### Work instruction:
Set the entries below down again, please. Match them exactly.

### Source records:

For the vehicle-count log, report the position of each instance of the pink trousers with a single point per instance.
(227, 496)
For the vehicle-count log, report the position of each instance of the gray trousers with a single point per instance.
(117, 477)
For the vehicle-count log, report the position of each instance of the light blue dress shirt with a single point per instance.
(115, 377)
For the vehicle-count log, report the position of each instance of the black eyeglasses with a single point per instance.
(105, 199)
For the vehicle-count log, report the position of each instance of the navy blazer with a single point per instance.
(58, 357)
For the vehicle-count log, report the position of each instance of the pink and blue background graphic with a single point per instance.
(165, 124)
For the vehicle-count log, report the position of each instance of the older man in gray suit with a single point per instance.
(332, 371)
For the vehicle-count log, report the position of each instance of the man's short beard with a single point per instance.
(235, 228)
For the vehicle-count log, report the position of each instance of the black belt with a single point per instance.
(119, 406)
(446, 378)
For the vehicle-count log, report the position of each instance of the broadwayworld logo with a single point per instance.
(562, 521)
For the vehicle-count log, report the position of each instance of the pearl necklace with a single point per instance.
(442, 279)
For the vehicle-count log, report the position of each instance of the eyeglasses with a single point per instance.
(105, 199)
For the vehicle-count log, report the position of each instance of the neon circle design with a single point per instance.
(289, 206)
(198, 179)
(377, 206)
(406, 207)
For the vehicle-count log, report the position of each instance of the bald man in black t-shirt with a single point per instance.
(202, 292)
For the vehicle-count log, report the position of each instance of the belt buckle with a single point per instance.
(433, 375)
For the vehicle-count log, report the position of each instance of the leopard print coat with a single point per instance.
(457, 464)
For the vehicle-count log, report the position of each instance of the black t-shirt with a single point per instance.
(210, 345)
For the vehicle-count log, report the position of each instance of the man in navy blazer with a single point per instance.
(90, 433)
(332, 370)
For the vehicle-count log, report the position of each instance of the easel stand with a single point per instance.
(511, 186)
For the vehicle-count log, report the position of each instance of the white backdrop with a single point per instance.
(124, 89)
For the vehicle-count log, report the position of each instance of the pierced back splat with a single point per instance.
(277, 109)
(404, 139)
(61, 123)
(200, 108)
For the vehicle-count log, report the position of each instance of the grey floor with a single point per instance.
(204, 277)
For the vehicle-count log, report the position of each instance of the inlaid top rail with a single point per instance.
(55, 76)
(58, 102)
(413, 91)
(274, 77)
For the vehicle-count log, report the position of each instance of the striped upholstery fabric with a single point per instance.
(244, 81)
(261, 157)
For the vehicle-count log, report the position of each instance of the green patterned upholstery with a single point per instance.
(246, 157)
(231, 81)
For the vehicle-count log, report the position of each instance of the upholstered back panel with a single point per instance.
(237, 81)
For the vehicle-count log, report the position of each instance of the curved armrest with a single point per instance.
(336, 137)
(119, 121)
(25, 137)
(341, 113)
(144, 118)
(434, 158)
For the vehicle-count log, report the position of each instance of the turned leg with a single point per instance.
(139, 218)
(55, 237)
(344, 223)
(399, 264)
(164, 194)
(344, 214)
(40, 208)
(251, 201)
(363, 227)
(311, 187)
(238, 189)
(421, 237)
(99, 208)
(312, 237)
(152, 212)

### Task response:
For the vehicle-count log, report the position of each instance of the pink trousers with a single point per instance.
(227, 496)
For the vehicle-count log, report the position of each instance of the gray trousers with a single point per instance.
(117, 477)
For the vehicle-count log, report the position of each instance of the light blue dress shirt with a single point per instance.
(115, 377)
For the vehicle-count log, report the position of each instance of the black eyeglasses with a single point per instance.
(105, 199)
For the vehicle-count log, report the position of each instance of the navy blazer with a single point per instance.
(58, 357)
For the vehicle-count log, report the position of each instance of the pink and blue background graphic with a single point per instance.
(165, 124)
For the vehicle-count log, report the position of each instance of the older man in gray suit with a single point per instance.
(332, 371)
For the vehicle-count log, report the position of each instance of the man's short beard with a single point per instance.
(235, 228)
For the vehicle-count log, report the position of each instance of the black belt with a single point per instance.
(119, 406)
(446, 378)
For the vehicle-count log, report the position of each instance of the broadwayworld logo with a single point per instance.
(562, 521)
For the vehicle-count log, report the position of each instance of the pearl necklace with a single point per instance.
(442, 279)
For the vehicle-count log, report the position of each instance of the eyeglasses with a single point per instance.
(105, 199)
For the vehicle-count log, report the position of each instance of the neon circle design with a single point per instance.
(289, 206)
(198, 179)
(377, 206)
(406, 207)
For the vehicle-count log, report the position of each instance of the bald man in black t-shirt with a single point per instance.
(202, 292)
For the vehicle-count log, report the position of each instance of the belt buckle with a single point per instance.
(433, 375)
For the vehicle-count log, report the position of each instance of the leopard print coat with a single point per instance.
(457, 464)
For the vehicle-count log, report the position of each instance of the black t-shirt with a single point per instance.
(210, 345)
For the vehicle-count log, report the position of each instance of the man in navy blazer with a single point per instance.
(90, 433)
(332, 370)
For the vehicle-count log, report the position of each instance of the easel stand with a single point per instance.
(511, 186)
For the vehicle-count log, report the position of each instance of the white backdrop with a single point per instance.
(124, 89)
For the vehicle-count log, report the position of each instance of the pierced back splat with a single point per instance.
(277, 109)
(404, 139)
(61, 123)
(200, 108)
For the vehicle-count log, report the position of each instance of the grey floor with a single point per instance.
(204, 277)
For the vehicle-count log, report the position of each instance of the inlaid top rail with a single point per instance.
(55, 76)
(58, 102)
(413, 91)
(274, 77)
For the vehicle-count log, report the position of each instance of the striped upholstery fabric with a single point per instance.
(244, 81)
(261, 157)
For the vehicle-count log, report the position of each instance of the green patterned upholstery with a single point per instance.
(246, 157)
(231, 81)
For the vehicle-count log, report the position of each instance of the upholstered back panel with a single point per instance.
(237, 81)
For the vehicle-count log, report the position of each instance of the curved armrest with a single point per instance.
(336, 137)
(119, 121)
(25, 137)
(341, 113)
(144, 118)
(434, 158)
For the vehicle-count log, report the position of each instance of the turned leg with a single point per instance.
(139, 218)
(55, 237)
(344, 223)
(399, 264)
(164, 194)
(344, 214)
(40, 208)
(251, 201)
(363, 227)
(311, 187)
(238, 189)
(421, 237)
(99, 208)
(312, 237)
(152, 212)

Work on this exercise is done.